▸ **About this task**
Copy all lines containing the string "query" from the records below.

Referring expression grounding data
* * * *
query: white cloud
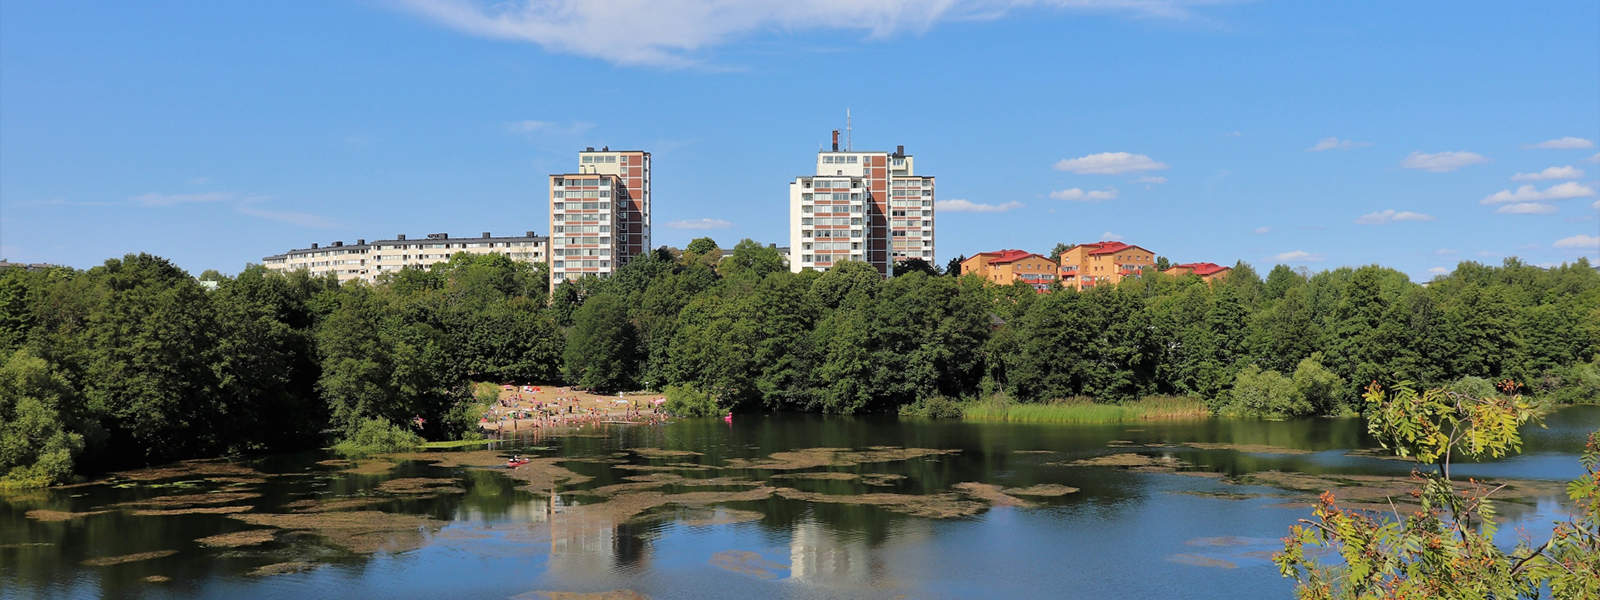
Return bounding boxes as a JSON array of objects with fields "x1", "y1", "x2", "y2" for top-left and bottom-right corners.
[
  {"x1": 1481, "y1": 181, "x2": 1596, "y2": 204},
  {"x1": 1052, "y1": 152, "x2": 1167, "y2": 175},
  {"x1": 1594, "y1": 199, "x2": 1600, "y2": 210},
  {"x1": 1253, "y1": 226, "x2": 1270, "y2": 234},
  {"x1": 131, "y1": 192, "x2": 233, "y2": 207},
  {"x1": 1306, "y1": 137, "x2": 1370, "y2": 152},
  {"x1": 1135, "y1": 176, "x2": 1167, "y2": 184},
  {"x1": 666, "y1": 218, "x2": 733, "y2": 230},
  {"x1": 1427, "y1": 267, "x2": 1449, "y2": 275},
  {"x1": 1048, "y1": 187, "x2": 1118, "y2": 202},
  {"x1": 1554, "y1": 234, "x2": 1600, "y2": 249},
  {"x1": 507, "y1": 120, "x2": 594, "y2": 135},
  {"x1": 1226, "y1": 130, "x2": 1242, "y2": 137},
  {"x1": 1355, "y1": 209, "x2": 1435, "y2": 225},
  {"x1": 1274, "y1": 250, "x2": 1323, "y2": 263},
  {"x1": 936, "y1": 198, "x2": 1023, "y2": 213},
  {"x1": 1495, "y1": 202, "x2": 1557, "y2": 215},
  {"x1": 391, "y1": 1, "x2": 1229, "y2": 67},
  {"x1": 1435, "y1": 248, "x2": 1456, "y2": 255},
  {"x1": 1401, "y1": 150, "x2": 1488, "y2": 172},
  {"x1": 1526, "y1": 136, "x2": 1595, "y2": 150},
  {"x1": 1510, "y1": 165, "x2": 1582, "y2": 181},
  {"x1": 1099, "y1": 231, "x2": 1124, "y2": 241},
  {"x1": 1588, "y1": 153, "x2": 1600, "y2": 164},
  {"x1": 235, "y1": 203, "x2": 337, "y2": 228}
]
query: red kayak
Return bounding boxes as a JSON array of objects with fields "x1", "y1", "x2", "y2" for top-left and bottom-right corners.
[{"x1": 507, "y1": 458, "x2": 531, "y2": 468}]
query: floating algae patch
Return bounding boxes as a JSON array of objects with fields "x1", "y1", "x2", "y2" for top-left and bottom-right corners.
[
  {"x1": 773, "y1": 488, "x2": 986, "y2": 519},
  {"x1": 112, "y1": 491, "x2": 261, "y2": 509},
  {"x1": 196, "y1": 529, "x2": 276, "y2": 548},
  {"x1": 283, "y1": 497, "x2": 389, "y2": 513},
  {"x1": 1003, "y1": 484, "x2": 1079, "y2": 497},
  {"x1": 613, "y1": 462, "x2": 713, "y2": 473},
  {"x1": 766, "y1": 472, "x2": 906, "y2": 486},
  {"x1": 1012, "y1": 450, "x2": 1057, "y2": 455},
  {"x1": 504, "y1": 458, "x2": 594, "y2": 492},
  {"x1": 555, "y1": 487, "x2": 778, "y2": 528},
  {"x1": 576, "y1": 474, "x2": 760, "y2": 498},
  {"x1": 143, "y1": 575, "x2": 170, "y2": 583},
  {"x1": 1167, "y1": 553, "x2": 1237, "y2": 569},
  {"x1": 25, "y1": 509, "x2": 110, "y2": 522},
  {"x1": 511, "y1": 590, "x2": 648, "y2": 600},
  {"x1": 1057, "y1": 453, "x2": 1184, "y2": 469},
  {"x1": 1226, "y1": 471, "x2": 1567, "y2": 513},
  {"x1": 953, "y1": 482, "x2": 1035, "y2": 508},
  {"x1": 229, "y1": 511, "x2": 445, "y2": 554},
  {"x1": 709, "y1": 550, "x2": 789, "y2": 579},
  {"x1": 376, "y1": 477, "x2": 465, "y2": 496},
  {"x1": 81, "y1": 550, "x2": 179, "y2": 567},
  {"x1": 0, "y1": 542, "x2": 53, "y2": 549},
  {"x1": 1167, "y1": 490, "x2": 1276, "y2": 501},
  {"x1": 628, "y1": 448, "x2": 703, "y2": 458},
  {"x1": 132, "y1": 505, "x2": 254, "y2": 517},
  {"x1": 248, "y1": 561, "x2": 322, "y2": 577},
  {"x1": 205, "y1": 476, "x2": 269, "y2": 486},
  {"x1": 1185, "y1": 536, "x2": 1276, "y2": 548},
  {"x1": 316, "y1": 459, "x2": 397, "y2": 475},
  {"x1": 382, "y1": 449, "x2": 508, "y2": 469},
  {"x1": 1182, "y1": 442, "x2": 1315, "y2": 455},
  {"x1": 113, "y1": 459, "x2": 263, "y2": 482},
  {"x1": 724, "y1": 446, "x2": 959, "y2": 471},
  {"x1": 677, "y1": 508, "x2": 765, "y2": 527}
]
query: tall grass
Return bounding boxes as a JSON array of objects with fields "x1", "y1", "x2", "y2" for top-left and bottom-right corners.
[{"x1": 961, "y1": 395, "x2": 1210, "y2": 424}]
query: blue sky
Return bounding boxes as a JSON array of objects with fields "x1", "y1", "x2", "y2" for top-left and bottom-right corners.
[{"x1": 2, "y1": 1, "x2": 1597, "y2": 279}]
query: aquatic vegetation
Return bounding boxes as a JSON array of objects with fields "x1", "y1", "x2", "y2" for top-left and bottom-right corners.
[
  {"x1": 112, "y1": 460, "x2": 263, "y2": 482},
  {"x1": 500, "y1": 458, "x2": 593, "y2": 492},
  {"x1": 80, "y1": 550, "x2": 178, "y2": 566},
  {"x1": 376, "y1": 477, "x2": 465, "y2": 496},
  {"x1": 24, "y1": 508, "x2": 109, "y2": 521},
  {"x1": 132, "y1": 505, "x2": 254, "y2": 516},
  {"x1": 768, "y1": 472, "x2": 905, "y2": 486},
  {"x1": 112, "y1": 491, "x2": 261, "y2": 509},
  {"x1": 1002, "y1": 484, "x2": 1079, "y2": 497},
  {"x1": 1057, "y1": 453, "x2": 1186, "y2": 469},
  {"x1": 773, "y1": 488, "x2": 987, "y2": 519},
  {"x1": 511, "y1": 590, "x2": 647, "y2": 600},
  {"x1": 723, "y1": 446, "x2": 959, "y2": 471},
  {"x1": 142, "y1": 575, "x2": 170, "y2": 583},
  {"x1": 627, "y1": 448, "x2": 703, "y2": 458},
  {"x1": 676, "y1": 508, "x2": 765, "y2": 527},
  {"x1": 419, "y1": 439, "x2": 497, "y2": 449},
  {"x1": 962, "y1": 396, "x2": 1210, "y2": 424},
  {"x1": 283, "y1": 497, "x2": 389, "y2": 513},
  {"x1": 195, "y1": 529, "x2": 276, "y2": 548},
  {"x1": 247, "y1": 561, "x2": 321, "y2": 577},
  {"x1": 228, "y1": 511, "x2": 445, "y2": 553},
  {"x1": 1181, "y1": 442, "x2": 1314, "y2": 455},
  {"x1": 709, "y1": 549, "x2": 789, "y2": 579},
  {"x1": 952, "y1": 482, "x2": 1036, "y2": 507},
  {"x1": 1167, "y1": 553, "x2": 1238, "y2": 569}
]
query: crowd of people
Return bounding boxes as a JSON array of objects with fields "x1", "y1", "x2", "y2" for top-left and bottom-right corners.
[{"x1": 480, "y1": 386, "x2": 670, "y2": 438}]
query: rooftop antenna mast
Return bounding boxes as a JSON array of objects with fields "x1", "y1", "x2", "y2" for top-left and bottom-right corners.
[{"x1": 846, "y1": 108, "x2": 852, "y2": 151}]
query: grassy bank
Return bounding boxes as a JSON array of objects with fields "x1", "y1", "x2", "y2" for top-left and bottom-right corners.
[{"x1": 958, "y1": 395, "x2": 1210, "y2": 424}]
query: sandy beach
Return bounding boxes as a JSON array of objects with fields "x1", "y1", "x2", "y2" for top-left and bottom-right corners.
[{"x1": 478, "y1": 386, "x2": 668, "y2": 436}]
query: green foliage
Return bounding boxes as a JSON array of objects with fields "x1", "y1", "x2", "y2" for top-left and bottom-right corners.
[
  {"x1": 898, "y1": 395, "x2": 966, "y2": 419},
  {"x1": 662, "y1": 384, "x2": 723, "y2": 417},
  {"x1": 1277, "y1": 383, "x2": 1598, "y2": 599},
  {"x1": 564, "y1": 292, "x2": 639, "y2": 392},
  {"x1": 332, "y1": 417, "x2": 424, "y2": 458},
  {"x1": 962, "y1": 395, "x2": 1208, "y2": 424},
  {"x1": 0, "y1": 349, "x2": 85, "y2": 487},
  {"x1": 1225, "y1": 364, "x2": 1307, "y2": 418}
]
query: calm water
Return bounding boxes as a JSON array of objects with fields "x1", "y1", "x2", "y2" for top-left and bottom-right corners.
* * * *
▸ **Response area**
query: white cloud
query: red kayak
query: floating algae patch
query: tall grass
query: blue sky
query: aquatic vegetation
query: crowd of people
query: rooftop antenna mast
query: grassy bank
query: sandy beach
query: green foliage
query: calm water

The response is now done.